**What is needed**
When you reply, transcribe every line of the data below exactly.

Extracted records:

◇ ◇ ◇ ◇ ◇ ◇ ◇

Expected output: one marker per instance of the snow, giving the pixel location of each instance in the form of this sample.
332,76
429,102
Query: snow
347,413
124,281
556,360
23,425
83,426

◇ ◇ ◇ ◇ ◇ ◇ ◇

**Written response**
Expected output: one marker per instance of the snow, giving the pixel location of each instance in the form of this sample.
332,76
429,102
Query: snow
347,413
124,281
556,360
23,425
83,426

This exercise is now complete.